[Excerpts from point annotation data]
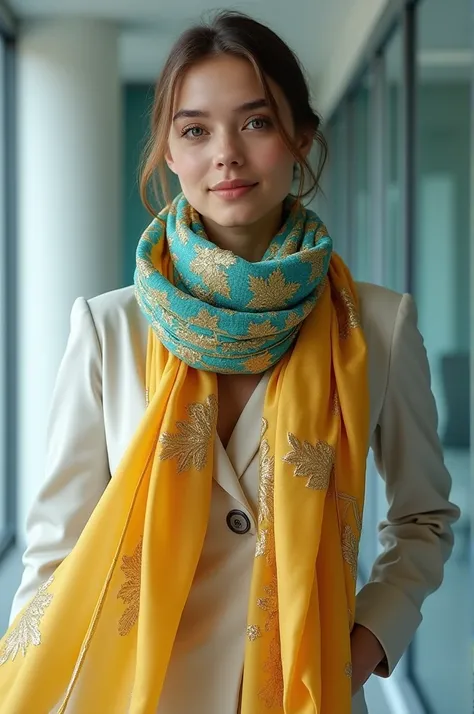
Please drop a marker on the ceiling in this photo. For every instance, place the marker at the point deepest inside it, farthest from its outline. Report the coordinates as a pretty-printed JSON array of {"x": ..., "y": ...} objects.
[
  {"x": 315, "y": 30},
  {"x": 149, "y": 28}
]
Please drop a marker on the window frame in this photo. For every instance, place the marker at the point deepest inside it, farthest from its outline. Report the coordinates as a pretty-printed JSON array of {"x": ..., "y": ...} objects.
[{"x": 8, "y": 263}]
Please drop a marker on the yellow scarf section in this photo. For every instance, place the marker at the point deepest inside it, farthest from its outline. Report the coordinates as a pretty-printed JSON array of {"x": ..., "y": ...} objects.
[{"x": 98, "y": 636}]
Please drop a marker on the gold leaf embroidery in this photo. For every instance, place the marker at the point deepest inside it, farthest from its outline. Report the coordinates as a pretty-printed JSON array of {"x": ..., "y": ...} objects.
[
  {"x": 293, "y": 320},
  {"x": 273, "y": 250},
  {"x": 202, "y": 293},
  {"x": 271, "y": 293},
  {"x": 350, "y": 549},
  {"x": 253, "y": 632},
  {"x": 262, "y": 329},
  {"x": 262, "y": 546},
  {"x": 160, "y": 296},
  {"x": 347, "y": 314},
  {"x": 272, "y": 692},
  {"x": 145, "y": 268},
  {"x": 211, "y": 265},
  {"x": 187, "y": 354},
  {"x": 190, "y": 445},
  {"x": 266, "y": 484},
  {"x": 314, "y": 462},
  {"x": 27, "y": 631},
  {"x": 130, "y": 590},
  {"x": 259, "y": 363}
]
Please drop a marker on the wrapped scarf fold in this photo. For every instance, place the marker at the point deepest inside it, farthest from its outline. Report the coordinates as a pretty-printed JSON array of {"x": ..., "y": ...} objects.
[{"x": 99, "y": 634}]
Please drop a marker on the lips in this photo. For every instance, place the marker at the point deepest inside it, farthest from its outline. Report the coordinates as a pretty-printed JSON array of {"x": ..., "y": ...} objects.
[{"x": 232, "y": 185}]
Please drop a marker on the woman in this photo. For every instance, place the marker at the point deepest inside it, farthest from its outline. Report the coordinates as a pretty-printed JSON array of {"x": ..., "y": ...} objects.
[{"x": 233, "y": 395}]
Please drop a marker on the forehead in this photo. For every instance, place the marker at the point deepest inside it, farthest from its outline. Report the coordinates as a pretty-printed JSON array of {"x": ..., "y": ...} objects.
[{"x": 220, "y": 83}]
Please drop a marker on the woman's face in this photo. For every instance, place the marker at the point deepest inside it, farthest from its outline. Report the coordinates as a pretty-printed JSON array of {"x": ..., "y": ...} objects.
[{"x": 232, "y": 163}]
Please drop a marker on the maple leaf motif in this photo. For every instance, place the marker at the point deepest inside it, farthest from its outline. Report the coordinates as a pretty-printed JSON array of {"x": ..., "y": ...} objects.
[
  {"x": 27, "y": 630},
  {"x": 205, "y": 319},
  {"x": 347, "y": 313},
  {"x": 350, "y": 549},
  {"x": 130, "y": 590},
  {"x": 266, "y": 484},
  {"x": 190, "y": 445},
  {"x": 271, "y": 293},
  {"x": 313, "y": 462},
  {"x": 211, "y": 265}
]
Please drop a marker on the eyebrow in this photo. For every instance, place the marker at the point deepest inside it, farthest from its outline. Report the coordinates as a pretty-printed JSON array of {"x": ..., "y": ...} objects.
[{"x": 197, "y": 113}]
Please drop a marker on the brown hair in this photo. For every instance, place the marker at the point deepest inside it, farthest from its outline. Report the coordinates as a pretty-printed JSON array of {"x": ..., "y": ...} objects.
[{"x": 237, "y": 34}]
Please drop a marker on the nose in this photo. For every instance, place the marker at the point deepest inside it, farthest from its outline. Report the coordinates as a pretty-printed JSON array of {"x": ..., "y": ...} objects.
[{"x": 228, "y": 152}]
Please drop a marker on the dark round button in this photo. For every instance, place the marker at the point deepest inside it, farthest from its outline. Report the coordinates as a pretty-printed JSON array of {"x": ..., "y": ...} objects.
[{"x": 238, "y": 522}]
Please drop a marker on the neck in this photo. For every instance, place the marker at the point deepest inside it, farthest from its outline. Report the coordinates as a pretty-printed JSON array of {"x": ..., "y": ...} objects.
[{"x": 247, "y": 242}]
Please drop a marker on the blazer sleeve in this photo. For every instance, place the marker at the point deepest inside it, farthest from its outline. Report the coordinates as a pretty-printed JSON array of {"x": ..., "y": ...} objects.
[
  {"x": 77, "y": 470},
  {"x": 416, "y": 535}
]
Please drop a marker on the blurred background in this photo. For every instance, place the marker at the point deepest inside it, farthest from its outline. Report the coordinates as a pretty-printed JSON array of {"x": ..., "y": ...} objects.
[{"x": 393, "y": 81}]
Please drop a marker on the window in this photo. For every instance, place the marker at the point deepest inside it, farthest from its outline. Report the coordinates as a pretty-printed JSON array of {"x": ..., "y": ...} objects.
[
  {"x": 393, "y": 263},
  {"x": 441, "y": 289},
  {"x": 7, "y": 291}
]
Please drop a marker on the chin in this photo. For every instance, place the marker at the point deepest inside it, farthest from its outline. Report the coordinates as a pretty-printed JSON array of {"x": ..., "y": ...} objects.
[{"x": 236, "y": 214}]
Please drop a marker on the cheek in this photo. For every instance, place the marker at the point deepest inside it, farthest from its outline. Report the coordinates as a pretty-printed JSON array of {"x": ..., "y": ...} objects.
[{"x": 274, "y": 156}]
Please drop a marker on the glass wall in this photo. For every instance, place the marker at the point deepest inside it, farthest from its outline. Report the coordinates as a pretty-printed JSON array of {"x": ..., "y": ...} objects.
[
  {"x": 3, "y": 312},
  {"x": 417, "y": 223},
  {"x": 393, "y": 252},
  {"x": 441, "y": 289}
]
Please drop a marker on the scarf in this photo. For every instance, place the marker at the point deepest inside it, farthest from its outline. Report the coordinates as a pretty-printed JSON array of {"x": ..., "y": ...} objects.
[{"x": 99, "y": 634}]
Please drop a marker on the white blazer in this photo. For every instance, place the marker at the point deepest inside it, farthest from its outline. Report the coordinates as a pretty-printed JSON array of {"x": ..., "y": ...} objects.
[{"x": 98, "y": 402}]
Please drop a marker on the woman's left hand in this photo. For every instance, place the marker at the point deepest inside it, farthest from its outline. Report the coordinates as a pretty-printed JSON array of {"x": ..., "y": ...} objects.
[{"x": 367, "y": 653}]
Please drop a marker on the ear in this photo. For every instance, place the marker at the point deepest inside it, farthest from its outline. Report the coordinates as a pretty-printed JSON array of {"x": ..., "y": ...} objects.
[
  {"x": 305, "y": 142},
  {"x": 169, "y": 160}
]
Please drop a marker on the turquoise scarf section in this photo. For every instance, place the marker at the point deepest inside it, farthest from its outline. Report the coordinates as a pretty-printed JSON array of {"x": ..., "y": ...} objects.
[{"x": 218, "y": 312}]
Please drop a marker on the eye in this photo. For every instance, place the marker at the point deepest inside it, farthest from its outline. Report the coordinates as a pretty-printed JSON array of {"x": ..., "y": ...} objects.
[
  {"x": 258, "y": 123},
  {"x": 193, "y": 132}
]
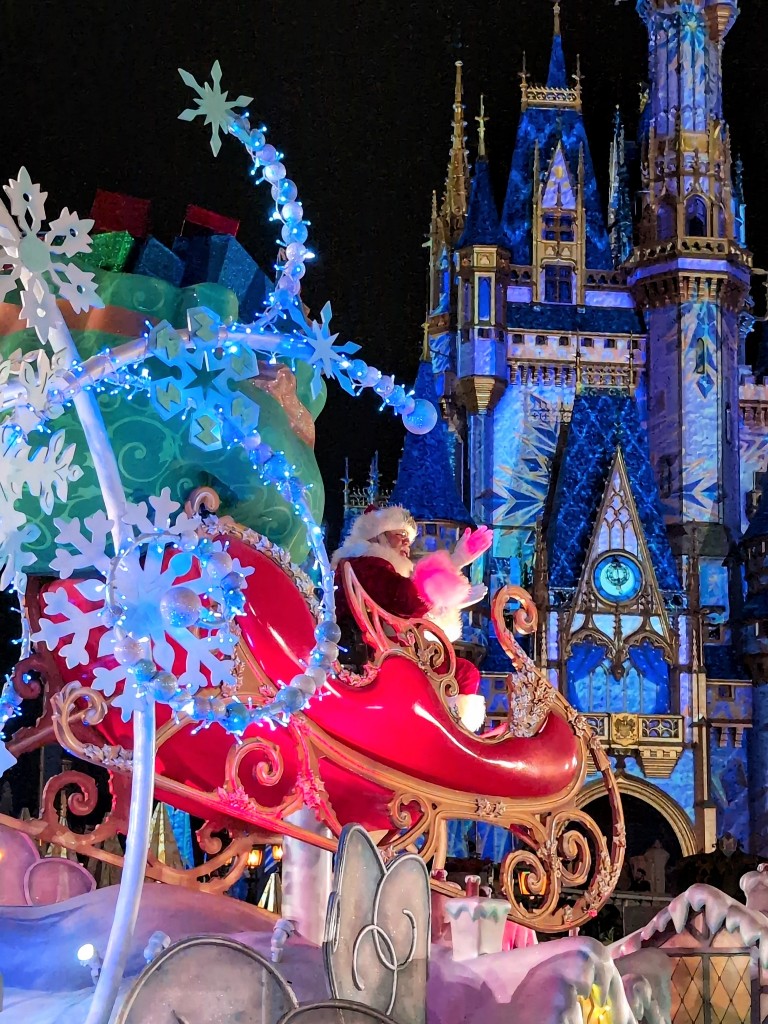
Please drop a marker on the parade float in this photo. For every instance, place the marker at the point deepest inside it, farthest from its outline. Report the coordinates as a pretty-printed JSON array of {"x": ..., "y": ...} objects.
[{"x": 159, "y": 492}]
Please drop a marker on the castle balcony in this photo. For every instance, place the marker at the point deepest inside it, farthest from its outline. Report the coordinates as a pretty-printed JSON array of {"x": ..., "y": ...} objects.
[
  {"x": 753, "y": 401},
  {"x": 655, "y": 740},
  {"x": 692, "y": 247}
]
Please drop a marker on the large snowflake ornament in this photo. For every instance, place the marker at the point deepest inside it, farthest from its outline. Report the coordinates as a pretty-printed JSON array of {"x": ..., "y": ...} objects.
[
  {"x": 40, "y": 381},
  {"x": 209, "y": 367},
  {"x": 46, "y": 472},
  {"x": 328, "y": 358},
  {"x": 166, "y": 596},
  {"x": 37, "y": 258},
  {"x": 212, "y": 103}
]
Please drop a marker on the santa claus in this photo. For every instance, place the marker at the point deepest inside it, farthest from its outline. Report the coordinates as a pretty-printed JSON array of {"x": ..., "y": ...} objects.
[{"x": 379, "y": 550}]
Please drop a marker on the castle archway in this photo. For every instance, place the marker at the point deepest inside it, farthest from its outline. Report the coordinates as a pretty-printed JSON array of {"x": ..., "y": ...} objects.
[{"x": 649, "y": 814}]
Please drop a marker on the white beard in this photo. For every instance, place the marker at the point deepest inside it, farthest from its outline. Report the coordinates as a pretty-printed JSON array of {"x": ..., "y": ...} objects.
[{"x": 373, "y": 549}]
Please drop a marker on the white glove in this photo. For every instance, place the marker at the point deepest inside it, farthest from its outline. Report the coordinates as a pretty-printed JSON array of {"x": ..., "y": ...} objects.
[
  {"x": 472, "y": 544},
  {"x": 475, "y": 593}
]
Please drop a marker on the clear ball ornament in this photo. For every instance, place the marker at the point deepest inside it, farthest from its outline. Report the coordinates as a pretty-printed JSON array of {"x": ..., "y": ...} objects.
[
  {"x": 274, "y": 172},
  {"x": 128, "y": 651},
  {"x": 219, "y": 564},
  {"x": 422, "y": 418},
  {"x": 305, "y": 683},
  {"x": 143, "y": 671},
  {"x": 285, "y": 192},
  {"x": 218, "y": 710},
  {"x": 384, "y": 387},
  {"x": 179, "y": 607},
  {"x": 237, "y": 717},
  {"x": 316, "y": 674},
  {"x": 296, "y": 251},
  {"x": 232, "y": 582},
  {"x": 294, "y": 232},
  {"x": 164, "y": 685},
  {"x": 291, "y": 698},
  {"x": 328, "y": 649},
  {"x": 328, "y": 630},
  {"x": 294, "y": 268},
  {"x": 293, "y": 212}
]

■ Stated exercise: Look above for the line containing "Please drop a marker on the castle archway", then transcribe it and all lines after it through the last, exactly and with nothing else.

■ Solution to this problem:
Please drop a marker on the castle archway in this photo. For every instance, place the marker at the point deepest inside it, farthest from its outline. Report the coordinates as a pretty-printed JSON array of {"x": ..., "y": ...} objects.
[{"x": 649, "y": 814}]
Please drop a marker on the white beard in this photo. For every instance, place the marker at the point deepest inside it, farthest from its outline. Report the coordinates as a pretty-printed JSON array of {"x": ..., "y": ...} objects.
[{"x": 373, "y": 549}]
Please drop a marker on the white glove in this photo. For every instance, place the marker at the point deepest inside it, farthest from its outline. Report the coordinates as a pretty-printed JSON array of {"x": ..., "y": ...} objects.
[
  {"x": 472, "y": 544},
  {"x": 475, "y": 593}
]
Please drop a marker on the clear ball ornament in this photo. For every instance, place the marker at the point deepest inside it, farthest from its outline. Report the coordinates as a pretty-printed JSON array of {"x": ..., "y": ...} objects.
[
  {"x": 274, "y": 172},
  {"x": 128, "y": 651},
  {"x": 219, "y": 564},
  {"x": 422, "y": 418},
  {"x": 305, "y": 683},
  {"x": 143, "y": 671},
  {"x": 285, "y": 192},
  {"x": 218, "y": 710},
  {"x": 384, "y": 387},
  {"x": 179, "y": 607},
  {"x": 237, "y": 717},
  {"x": 316, "y": 674},
  {"x": 296, "y": 251},
  {"x": 232, "y": 582},
  {"x": 294, "y": 232},
  {"x": 164, "y": 685},
  {"x": 291, "y": 698},
  {"x": 328, "y": 649},
  {"x": 328, "y": 630},
  {"x": 294, "y": 268},
  {"x": 293, "y": 212}
]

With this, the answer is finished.